**** Record set
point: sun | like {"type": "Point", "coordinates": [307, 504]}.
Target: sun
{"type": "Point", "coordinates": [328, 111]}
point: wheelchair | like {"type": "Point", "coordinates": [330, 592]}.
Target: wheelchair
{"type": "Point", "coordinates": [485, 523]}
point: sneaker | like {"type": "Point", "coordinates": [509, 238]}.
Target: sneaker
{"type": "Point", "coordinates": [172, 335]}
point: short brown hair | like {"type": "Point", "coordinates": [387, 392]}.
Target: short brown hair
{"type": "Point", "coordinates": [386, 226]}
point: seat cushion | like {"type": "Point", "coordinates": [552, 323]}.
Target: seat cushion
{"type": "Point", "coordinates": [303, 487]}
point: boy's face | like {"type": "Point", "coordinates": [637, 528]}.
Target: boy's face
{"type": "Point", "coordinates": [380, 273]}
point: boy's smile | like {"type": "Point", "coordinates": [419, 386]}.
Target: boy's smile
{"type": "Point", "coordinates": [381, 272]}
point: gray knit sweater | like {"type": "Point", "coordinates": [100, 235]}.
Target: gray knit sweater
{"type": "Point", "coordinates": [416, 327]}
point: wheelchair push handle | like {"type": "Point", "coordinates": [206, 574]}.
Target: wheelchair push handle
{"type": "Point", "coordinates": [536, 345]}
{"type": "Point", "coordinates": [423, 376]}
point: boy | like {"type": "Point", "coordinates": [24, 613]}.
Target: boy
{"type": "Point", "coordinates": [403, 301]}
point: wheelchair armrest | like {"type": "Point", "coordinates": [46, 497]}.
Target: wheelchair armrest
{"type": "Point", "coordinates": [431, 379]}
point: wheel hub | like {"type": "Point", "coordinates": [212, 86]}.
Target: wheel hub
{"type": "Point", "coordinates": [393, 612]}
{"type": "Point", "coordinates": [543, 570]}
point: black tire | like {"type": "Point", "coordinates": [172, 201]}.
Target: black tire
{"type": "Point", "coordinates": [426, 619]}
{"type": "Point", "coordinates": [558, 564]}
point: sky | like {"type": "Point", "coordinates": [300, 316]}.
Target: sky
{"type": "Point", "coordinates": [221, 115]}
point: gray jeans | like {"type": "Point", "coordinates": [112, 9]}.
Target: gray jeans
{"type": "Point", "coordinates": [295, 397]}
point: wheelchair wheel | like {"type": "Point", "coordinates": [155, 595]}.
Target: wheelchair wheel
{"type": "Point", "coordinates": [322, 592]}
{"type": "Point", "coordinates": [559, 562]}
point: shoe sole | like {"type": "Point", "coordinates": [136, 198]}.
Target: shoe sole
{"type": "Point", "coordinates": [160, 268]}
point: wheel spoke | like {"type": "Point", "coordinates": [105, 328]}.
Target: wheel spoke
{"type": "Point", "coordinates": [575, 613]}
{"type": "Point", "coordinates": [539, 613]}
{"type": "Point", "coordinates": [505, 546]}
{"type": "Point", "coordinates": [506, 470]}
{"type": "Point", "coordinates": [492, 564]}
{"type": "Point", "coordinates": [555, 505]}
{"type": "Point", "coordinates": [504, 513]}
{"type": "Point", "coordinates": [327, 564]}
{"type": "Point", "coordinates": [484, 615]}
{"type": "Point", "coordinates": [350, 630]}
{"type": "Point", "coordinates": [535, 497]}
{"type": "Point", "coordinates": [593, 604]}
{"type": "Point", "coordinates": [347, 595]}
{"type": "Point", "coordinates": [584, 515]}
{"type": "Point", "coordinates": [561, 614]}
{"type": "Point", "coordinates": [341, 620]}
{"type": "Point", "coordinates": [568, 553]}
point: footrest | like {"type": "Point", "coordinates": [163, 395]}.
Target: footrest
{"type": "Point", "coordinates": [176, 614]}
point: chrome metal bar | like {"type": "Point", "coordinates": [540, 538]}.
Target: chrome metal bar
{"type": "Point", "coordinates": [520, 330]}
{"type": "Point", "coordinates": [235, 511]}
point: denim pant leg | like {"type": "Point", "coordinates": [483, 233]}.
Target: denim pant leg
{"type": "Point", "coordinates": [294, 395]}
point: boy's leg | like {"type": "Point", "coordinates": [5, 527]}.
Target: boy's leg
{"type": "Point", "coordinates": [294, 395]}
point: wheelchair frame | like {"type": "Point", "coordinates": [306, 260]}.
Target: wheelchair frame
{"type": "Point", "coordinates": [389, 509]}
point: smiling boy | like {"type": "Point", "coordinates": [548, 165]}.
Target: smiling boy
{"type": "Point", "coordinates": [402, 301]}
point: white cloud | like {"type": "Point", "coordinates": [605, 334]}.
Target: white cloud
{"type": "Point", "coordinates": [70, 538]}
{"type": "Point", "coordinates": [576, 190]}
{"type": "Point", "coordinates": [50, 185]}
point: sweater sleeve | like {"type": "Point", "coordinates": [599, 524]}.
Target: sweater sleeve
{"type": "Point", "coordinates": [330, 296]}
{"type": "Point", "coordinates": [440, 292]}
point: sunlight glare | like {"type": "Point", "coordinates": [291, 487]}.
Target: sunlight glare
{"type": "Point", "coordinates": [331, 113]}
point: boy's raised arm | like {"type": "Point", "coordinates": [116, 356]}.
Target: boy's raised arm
********
Exercise prompt: Give the entries again in full, exactly as they are written.

Reply to the exercise:
point: sun | like {"type": "Point", "coordinates": [307, 504]}.
Target: sun
{"type": "Point", "coordinates": [328, 111]}
point: wheelchair | like {"type": "Point", "coordinates": [330, 592]}.
Target: wheelchair
{"type": "Point", "coordinates": [485, 523]}
point: sneaker | like {"type": "Point", "coordinates": [509, 238]}.
Target: sneaker
{"type": "Point", "coordinates": [172, 335]}
point: short brown hair | like {"type": "Point", "coordinates": [387, 392]}.
Target: short brown hair
{"type": "Point", "coordinates": [386, 226]}
point: seat cushion | like {"type": "Point", "coordinates": [552, 323]}.
Target: seat cushion
{"type": "Point", "coordinates": [303, 487]}
point: boy's face | like {"type": "Point", "coordinates": [637, 528]}.
Target: boy's face
{"type": "Point", "coordinates": [380, 273]}
point: boy's smile | like {"type": "Point", "coordinates": [419, 386]}.
Target: boy's smile
{"type": "Point", "coordinates": [381, 272]}
point: gray knit sweater | like {"type": "Point", "coordinates": [100, 235]}.
Target: gray knit sweater
{"type": "Point", "coordinates": [416, 327]}
point: wheelchair push handle | like {"type": "Point", "coordinates": [206, 574]}.
Target: wheelchair push handle
{"type": "Point", "coordinates": [536, 345]}
{"type": "Point", "coordinates": [423, 376]}
point: boy | like {"type": "Point", "coordinates": [24, 613]}.
Target: boy
{"type": "Point", "coordinates": [403, 301]}
point: wheelchair armrest | like {"type": "Point", "coordinates": [46, 497]}.
Target: wheelchair armrest
{"type": "Point", "coordinates": [431, 379]}
point: wheel hub | like {"type": "Point", "coordinates": [212, 86]}.
Target: wheel hub
{"type": "Point", "coordinates": [393, 612]}
{"type": "Point", "coordinates": [543, 570]}
point: black tire | like {"type": "Point", "coordinates": [172, 201]}.
Target: black tire
{"type": "Point", "coordinates": [426, 619]}
{"type": "Point", "coordinates": [558, 564]}
point: sky | like {"type": "Point", "coordinates": [300, 316]}.
Target: sky
{"type": "Point", "coordinates": [221, 115]}
point: gray jeans | like {"type": "Point", "coordinates": [112, 9]}.
Target: gray jeans
{"type": "Point", "coordinates": [295, 397]}
point: wheelchair wheel | like {"type": "Point", "coordinates": [155, 595]}.
Target: wheelchair wheel
{"type": "Point", "coordinates": [322, 592]}
{"type": "Point", "coordinates": [559, 562]}
point: shoe sole | like {"type": "Point", "coordinates": [136, 198]}.
Target: shoe sole
{"type": "Point", "coordinates": [160, 268]}
point: wheel spoke | like {"type": "Point", "coordinates": [105, 328]}.
Target: wheel spoke
{"type": "Point", "coordinates": [575, 613]}
{"type": "Point", "coordinates": [539, 613]}
{"type": "Point", "coordinates": [505, 546]}
{"type": "Point", "coordinates": [506, 470]}
{"type": "Point", "coordinates": [492, 564]}
{"type": "Point", "coordinates": [555, 505]}
{"type": "Point", "coordinates": [504, 513]}
{"type": "Point", "coordinates": [327, 564]}
{"type": "Point", "coordinates": [484, 615]}
{"type": "Point", "coordinates": [350, 630]}
{"type": "Point", "coordinates": [535, 497]}
{"type": "Point", "coordinates": [593, 604]}
{"type": "Point", "coordinates": [347, 595]}
{"type": "Point", "coordinates": [584, 515]}
{"type": "Point", "coordinates": [561, 614]}
{"type": "Point", "coordinates": [341, 620]}
{"type": "Point", "coordinates": [568, 553]}
point: footrest | like {"type": "Point", "coordinates": [163, 395]}.
Target: footrest
{"type": "Point", "coordinates": [176, 614]}
point: chrome metal bar | like {"type": "Point", "coordinates": [540, 538]}.
Target: chrome metal bar
{"type": "Point", "coordinates": [520, 330]}
{"type": "Point", "coordinates": [235, 511]}
point: denim pant leg | like {"type": "Point", "coordinates": [483, 233]}.
Target: denim pant leg
{"type": "Point", "coordinates": [294, 395]}
point: boy's leg | like {"type": "Point", "coordinates": [5, 527]}.
Target: boy's leg
{"type": "Point", "coordinates": [294, 395]}
point: wheelchair frame | like {"type": "Point", "coordinates": [306, 260]}.
Target: wheelchair frame
{"type": "Point", "coordinates": [389, 509]}
point: smiling boy | like {"type": "Point", "coordinates": [548, 165]}.
Target: smiling boy
{"type": "Point", "coordinates": [402, 301]}
point: white cloud | like {"type": "Point", "coordinates": [605, 334]}.
Target: white cloud
{"type": "Point", "coordinates": [70, 538]}
{"type": "Point", "coordinates": [576, 190]}
{"type": "Point", "coordinates": [50, 185]}
point: sweater sleeve | like {"type": "Point", "coordinates": [599, 524]}.
Target: sweater sleeve
{"type": "Point", "coordinates": [330, 296]}
{"type": "Point", "coordinates": [440, 292]}
point: sunlight glare | like {"type": "Point", "coordinates": [291, 487]}.
Target: sunlight glare
{"type": "Point", "coordinates": [331, 113]}
point: boy's raised arm | like {"type": "Point", "coordinates": [116, 356]}.
Target: boy's raised arm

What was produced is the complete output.